§ WHAT THIS TASK INVOLVES
Count the lines of the entries below that contain the string "bird", and give only that number.

— start SOURCE DATA —

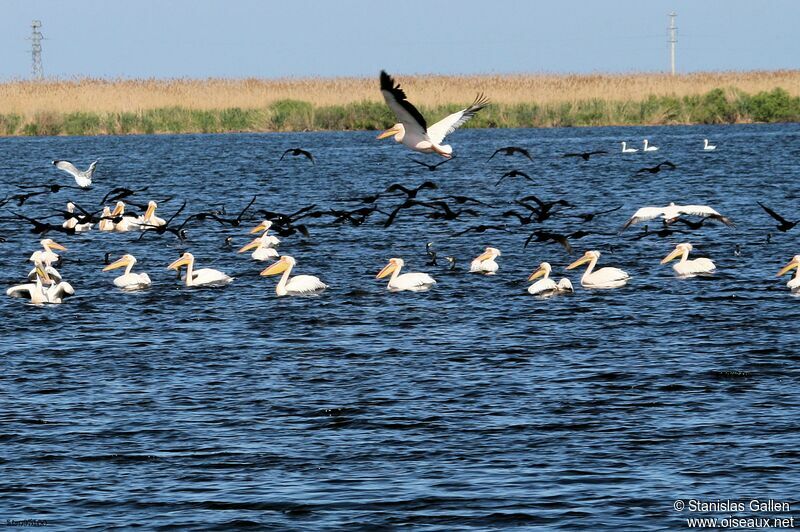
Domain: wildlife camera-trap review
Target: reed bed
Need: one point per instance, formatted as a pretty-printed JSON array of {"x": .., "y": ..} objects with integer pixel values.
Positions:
[{"x": 99, "y": 106}]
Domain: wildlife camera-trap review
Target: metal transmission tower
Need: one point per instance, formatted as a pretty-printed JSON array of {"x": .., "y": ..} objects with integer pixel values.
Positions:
[
  {"x": 36, "y": 49},
  {"x": 672, "y": 40}
]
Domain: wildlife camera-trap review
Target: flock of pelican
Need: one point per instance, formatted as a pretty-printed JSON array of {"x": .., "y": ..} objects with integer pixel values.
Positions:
[{"x": 46, "y": 285}]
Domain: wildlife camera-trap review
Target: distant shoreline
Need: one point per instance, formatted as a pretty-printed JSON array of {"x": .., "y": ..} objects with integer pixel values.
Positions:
[{"x": 114, "y": 107}]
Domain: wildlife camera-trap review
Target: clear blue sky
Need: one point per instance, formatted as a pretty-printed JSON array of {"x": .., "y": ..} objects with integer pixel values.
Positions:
[{"x": 300, "y": 38}]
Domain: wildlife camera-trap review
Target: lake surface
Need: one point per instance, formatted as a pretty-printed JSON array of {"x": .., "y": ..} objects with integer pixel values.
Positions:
[{"x": 473, "y": 405}]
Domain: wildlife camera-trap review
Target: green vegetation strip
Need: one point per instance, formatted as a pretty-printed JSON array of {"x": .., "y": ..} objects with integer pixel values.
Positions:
[{"x": 716, "y": 107}]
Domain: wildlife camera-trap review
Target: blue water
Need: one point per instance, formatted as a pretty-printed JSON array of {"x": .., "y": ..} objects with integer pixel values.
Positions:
[{"x": 473, "y": 405}]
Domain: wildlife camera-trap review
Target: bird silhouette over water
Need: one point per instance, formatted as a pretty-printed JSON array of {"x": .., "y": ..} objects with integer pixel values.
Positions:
[
  {"x": 783, "y": 224},
  {"x": 511, "y": 150},
  {"x": 296, "y": 152}
]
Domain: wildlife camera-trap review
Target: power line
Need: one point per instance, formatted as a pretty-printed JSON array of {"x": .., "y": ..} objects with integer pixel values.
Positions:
[{"x": 36, "y": 49}]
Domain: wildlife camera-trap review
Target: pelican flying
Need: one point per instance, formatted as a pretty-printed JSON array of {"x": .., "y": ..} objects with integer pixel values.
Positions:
[
  {"x": 295, "y": 286},
  {"x": 414, "y": 282},
  {"x": 602, "y": 278},
  {"x": 671, "y": 212},
  {"x": 794, "y": 282},
  {"x": 201, "y": 277},
  {"x": 83, "y": 179},
  {"x": 128, "y": 281},
  {"x": 485, "y": 263},
  {"x": 412, "y": 129},
  {"x": 545, "y": 285},
  {"x": 685, "y": 267}
]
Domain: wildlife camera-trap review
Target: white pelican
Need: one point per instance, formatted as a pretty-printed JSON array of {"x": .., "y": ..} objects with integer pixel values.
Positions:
[
  {"x": 412, "y": 130},
  {"x": 647, "y": 146},
  {"x": 296, "y": 286},
  {"x": 72, "y": 223},
  {"x": 671, "y": 212},
  {"x": 794, "y": 282},
  {"x": 40, "y": 294},
  {"x": 149, "y": 218},
  {"x": 47, "y": 256},
  {"x": 105, "y": 223},
  {"x": 602, "y": 278},
  {"x": 128, "y": 281},
  {"x": 126, "y": 223},
  {"x": 268, "y": 239},
  {"x": 685, "y": 267},
  {"x": 485, "y": 263},
  {"x": 201, "y": 277},
  {"x": 84, "y": 179},
  {"x": 415, "y": 282},
  {"x": 545, "y": 285},
  {"x": 263, "y": 250}
]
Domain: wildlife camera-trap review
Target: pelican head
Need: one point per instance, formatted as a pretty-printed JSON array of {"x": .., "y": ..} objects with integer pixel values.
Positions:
[
  {"x": 151, "y": 210},
  {"x": 489, "y": 253},
  {"x": 121, "y": 262},
  {"x": 280, "y": 266},
  {"x": 185, "y": 259},
  {"x": 263, "y": 226},
  {"x": 544, "y": 269},
  {"x": 587, "y": 257},
  {"x": 677, "y": 252},
  {"x": 794, "y": 263},
  {"x": 49, "y": 243},
  {"x": 254, "y": 244},
  {"x": 394, "y": 264},
  {"x": 397, "y": 130}
]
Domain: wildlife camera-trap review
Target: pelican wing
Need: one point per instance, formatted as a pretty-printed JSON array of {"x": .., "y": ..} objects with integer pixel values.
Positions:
[
  {"x": 644, "y": 214},
  {"x": 67, "y": 167},
  {"x": 438, "y": 131},
  {"x": 405, "y": 112}
]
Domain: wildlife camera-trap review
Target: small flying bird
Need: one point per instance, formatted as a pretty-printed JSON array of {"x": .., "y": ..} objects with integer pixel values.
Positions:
[
  {"x": 585, "y": 155},
  {"x": 83, "y": 178},
  {"x": 511, "y": 150},
  {"x": 657, "y": 168},
  {"x": 515, "y": 173},
  {"x": 671, "y": 212},
  {"x": 412, "y": 130},
  {"x": 783, "y": 224},
  {"x": 431, "y": 167},
  {"x": 295, "y": 152}
]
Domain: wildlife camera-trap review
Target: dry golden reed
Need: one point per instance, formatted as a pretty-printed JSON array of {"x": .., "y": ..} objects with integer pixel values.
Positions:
[{"x": 27, "y": 98}]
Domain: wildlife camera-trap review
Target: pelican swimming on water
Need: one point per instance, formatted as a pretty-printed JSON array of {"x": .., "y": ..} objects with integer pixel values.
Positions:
[
  {"x": 545, "y": 285},
  {"x": 47, "y": 256},
  {"x": 263, "y": 249},
  {"x": 485, "y": 263},
  {"x": 626, "y": 149},
  {"x": 84, "y": 179},
  {"x": 414, "y": 281},
  {"x": 293, "y": 286},
  {"x": 685, "y": 267},
  {"x": 672, "y": 212},
  {"x": 412, "y": 130},
  {"x": 602, "y": 278},
  {"x": 648, "y": 147},
  {"x": 794, "y": 282},
  {"x": 201, "y": 277},
  {"x": 128, "y": 281}
]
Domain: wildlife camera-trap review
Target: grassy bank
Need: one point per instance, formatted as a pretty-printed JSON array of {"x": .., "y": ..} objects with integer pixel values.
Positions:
[{"x": 96, "y": 107}]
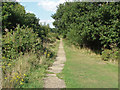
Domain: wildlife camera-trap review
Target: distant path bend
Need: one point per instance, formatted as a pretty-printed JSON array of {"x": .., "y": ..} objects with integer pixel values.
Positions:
[{"x": 52, "y": 81}]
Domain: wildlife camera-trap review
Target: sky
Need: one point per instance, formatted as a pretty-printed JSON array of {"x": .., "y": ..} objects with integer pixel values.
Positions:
[{"x": 43, "y": 9}]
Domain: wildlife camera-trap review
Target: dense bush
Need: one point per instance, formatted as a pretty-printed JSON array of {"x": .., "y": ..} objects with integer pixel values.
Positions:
[
  {"x": 91, "y": 24},
  {"x": 24, "y": 43}
]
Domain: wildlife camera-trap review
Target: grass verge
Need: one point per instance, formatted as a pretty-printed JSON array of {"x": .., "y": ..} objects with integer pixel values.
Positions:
[
  {"x": 84, "y": 69},
  {"x": 37, "y": 75}
]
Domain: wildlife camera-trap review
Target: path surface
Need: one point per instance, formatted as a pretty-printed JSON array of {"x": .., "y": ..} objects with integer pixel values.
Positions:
[{"x": 52, "y": 81}]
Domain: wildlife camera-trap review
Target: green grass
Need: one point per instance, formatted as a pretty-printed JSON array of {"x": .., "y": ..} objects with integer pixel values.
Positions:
[{"x": 85, "y": 69}]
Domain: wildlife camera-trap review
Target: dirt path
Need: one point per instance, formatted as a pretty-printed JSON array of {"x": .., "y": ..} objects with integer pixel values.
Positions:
[{"x": 52, "y": 81}]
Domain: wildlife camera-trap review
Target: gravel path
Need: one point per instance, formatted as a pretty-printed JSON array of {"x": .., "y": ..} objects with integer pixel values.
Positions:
[{"x": 52, "y": 81}]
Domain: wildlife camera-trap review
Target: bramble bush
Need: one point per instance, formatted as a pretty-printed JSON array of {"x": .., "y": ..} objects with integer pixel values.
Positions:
[{"x": 22, "y": 52}]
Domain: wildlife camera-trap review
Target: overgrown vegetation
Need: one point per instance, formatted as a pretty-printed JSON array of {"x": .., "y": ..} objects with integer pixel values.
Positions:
[
  {"x": 85, "y": 69},
  {"x": 26, "y": 48},
  {"x": 93, "y": 25}
]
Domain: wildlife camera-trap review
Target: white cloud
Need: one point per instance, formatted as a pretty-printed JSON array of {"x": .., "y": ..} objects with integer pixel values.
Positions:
[
  {"x": 51, "y": 5},
  {"x": 47, "y": 22},
  {"x": 29, "y": 11}
]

— end SOURCE DATA —

§ THE REPLY
2